→ SOURCE RECORDS:
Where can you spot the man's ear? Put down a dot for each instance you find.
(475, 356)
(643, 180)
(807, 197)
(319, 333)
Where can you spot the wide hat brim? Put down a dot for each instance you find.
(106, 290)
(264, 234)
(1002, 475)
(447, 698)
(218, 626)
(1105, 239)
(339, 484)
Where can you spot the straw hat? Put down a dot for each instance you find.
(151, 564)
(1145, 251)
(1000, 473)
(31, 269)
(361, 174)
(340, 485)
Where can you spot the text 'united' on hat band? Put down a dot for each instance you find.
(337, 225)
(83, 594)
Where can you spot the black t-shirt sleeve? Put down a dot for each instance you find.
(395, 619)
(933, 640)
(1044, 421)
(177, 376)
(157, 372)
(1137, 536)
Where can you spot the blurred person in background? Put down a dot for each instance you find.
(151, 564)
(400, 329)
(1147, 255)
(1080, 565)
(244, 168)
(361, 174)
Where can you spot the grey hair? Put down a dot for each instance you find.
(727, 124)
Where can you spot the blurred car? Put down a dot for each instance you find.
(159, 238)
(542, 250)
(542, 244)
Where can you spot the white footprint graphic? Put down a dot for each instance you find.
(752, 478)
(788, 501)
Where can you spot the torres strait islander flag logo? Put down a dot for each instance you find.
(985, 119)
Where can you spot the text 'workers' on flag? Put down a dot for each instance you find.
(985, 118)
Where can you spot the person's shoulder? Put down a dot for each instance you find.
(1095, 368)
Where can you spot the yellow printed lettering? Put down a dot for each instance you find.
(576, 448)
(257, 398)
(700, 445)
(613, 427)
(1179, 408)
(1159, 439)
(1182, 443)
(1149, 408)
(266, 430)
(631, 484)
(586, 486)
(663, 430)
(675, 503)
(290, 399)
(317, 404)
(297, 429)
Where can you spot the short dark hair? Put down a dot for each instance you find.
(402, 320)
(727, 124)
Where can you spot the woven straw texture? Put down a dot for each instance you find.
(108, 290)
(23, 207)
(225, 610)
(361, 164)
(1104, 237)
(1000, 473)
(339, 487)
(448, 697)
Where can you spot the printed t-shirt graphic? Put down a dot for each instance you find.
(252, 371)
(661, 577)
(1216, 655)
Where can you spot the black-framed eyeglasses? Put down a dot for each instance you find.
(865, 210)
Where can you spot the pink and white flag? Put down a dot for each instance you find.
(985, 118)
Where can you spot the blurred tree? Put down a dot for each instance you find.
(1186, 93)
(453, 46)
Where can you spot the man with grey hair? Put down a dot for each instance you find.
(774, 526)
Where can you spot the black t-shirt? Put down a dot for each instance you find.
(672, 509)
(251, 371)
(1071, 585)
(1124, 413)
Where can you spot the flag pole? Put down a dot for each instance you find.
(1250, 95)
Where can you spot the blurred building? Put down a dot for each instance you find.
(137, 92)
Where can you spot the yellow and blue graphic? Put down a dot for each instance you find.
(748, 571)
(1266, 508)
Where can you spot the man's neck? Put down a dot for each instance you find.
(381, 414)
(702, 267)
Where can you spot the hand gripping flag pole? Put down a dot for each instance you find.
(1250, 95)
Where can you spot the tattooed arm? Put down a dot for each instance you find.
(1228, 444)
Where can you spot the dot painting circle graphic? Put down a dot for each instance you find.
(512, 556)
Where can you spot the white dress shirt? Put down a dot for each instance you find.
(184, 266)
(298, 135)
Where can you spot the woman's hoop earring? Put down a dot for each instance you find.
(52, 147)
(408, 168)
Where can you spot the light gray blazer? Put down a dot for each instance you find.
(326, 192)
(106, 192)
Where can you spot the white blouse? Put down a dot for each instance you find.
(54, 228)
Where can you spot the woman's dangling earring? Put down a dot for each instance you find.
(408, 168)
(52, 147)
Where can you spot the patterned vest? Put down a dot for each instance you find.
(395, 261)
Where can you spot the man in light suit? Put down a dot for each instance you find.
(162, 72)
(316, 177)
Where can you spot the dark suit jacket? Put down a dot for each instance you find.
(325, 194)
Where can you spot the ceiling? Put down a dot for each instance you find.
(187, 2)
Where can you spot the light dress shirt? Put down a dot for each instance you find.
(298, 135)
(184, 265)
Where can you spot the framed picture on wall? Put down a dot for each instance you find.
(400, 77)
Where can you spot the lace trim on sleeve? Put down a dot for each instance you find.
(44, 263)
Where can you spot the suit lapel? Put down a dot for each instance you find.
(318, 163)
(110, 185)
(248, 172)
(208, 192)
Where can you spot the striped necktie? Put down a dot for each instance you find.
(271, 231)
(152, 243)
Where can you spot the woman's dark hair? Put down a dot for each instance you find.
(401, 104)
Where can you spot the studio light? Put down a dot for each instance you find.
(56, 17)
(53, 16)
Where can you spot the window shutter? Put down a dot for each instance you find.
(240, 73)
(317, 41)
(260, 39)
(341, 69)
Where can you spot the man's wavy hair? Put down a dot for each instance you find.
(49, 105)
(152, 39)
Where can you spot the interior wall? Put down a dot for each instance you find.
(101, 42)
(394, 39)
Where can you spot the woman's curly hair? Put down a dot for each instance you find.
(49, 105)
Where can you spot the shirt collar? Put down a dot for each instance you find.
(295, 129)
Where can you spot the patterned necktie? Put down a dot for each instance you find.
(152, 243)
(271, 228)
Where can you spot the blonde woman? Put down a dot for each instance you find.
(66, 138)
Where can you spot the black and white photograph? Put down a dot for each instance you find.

→ EXERCISE REQUIREMENTS: Word for word, quote all of the data above.

→ FINAL RESULT:
Where can you spot the man's ear? Put down a dot for each instance you find.
(475, 356)
(643, 180)
(807, 197)
(319, 333)
Where can you spot the wide hat brim? Put down a dot for each instance you find.
(106, 290)
(264, 234)
(1002, 475)
(447, 698)
(218, 626)
(1105, 239)
(339, 484)
Where can you spot the straw hat? Put down a dot for each instance you find.
(151, 564)
(1145, 251)
(1000, 473)
(31, 269)
(361, 174)
(340, 485)
Where can you spot the text 'united' on hat band? Put down a dot for each instance you find.
(337, 225)
(83, 594)
Where can you spot the black t-shirt sleeve? Put down a dot for each instance you find.
(395, 619)
(933, 640)
(1044, 421)
(177, 376)
(157, 372)
(1137, 536)
Where can you spot the blurred person in background? Put down a dot for each instance you find.
(151, 564)
(400, 329)
(1147, 255)
(1080, 565)
(244, 168)
(361, 174)
Where can you spot the grey hair? Put down a dot for each instance you find.
(727, 124)
Where can you spot the blurred car? Put down a dot for each instance you find.
(159, 238)
(542, 250)
(542, 244)
Where can you spot the white footprint graphic? Put down a dot for each instance you find.
(752, 478)
(788, 501)
Where can you spot the torres strait islander flag logo? Put down a dot for each instance you find.
(985, 119)
Where can you spot the text 'workers' on flag? Put down a dot for each instance you find.
(985, 118)
Where can you spot the person's shoulder? Put down a dot for each instance you find.
(1095, 368)
Where can you spot the yellow printed lettering? Put down a dot for each instance you find.
(576, 448)
(257, 398)
(700, 445)
(613, 427)
(1179, 408)
(1159, 439)
(1182, 443)
(1149, 408)
(266, 430)
(631, 484)
(586, 486)
(663, 430)
(675, 503)
(290, 399)
(317, 404)
(297, 429)
Where can you spot the short dark hair? Put down a dot for each instance you find.
(402, 320)
(727, 124)
Where can you spot the woven straw texture? Put down a dot for each instance you find.
(108, 290)
(23, 207)
(225, 610)
(361, 164)
(1104, 237)
(1000, 473)
(339, 487)
(448, 697)
Where can you spot the printed t-shirt graphic? Put down a dot for each instance you find.
(252, 371)
(661, 577)
(1216, 655)
Where can you spot the black-framed eyeglasses? Put down a dot for each instance you find.
(865, 210)
Where can you spot the pink and white flag? Put down a dot for each instance you find.
(985, 118)
Where can you spot the blurred tree? Put down a dot for each instance you find.
(1186, 93)
(453, 46)
Where can you spot the man with grey hair? Put down a dot for each instance you find.
(774, 526)
Where can you spot the black t-shirt? Put down a dot for each instance you find.
(672, 509)
(251, 371)
(1071, 585)
(1124, 413)
Where can you spot the flag pole? Put down a dot for each instance you find.
(1250, 95)
Where can you spot the blurred building? Put down a dot for each instance you find.
(137, 92)
Where can you spot the yellow and blue graphic? Put down a dot for each instance you find.
(748, 571)
(1266, 508)
Where can you spot the man's neck? Put down a dot for each instance you find.
(381, 414)
(702, 267)
Where can you spot the hand gripping flag pole? Put down a dot for each instance you find.
(1250, 95)
Where can you spot the tattooed arm? Put down a dot for each instance you find.
(1228, 444)
Where can you spot the dot painting circle graphic? Put down a dot for each instance you find.
(512, 556)
Where can you spot the white dress shirt? Put down a dot for each instance you find.
(184, 266)
(298, 135)
Where can you spot the woman's hoop earring? Put down a dot for each instance you find.
(52, 147)
(408, 168)
Where can you spot the light gray blazer? Put down a dot for each instance you find.
(326, 192)
(106, 192)
Where can you spot the white blouse? Put down a dot for each instance you find.
(54, 228)
Where can you spot the woman's dangling earring? Put down a dot for each instance you find.
(408, 168)
(52, 147)
Where can you spot the patterned vest? Put down a dot for each instance you find.
(395, 261)
Where can you spot the man in light suit? Put down a dot for each instance you find.
(162, 72)
(316, 177)
Where can you spot the dark suit jacket? Put down a dot for each instance you find.
(325, 194)
Where can you spot the ceiling? Put down a dot for each instance you find.
(187, 2)
Where can you spot the light dress shirt? Put down a dot for each instance you find.
(298, 135)
(184, 265)
Where can you spot the framed picture on wall? Put down a dot for each instance you find.
(400, 77)
Where can you spot the lace trim on sleeve? Put down a dot for each instance you find.
(44, 263)
Where can you spot the suit lapel? Put down a dot for each instance you find.
(318, 163)
(110, 185)
(248, 172)
(208, 192)
Where can you spot the striped necktie? Put down a dot for each instance you find.
(271, 231)
(152, 243)
Where can you spot the woman's dark hair? Put down a dot for each instance you find.
(401, 104)
Where can you spot the studio light? Put down a dot for each instance you find.
(56, 17)
(53, 16)
Where can you spot the window shutter? Put down a dot for each instance you find.
(240, 73)
(317, 41)
(260, 39)
(341, 69)
Where can you spot the man's wavy hair? Put down a dot for each instance you find.
(49, 105)
(152, 39)
Where can you spot the interior wall? Put down a dot for each instance you find.
(101, 42)
(394, 39)
Where can you spot the woman's curly hair? Put down a dot for each instance you find.
(49, 105)
Where can you spot the shirt collar? Put down a dot for each instance you find.
(295, 129)
Where can you spot the patterned necktie? Put down a dot for each instance you find.
(152, 243)
(271, 228)
Where can you spot the blonde woman? Put down a dot for each instance you find.
(66, 138)
Where can you spot the black and white photograph? Put down a dot for each instance you find.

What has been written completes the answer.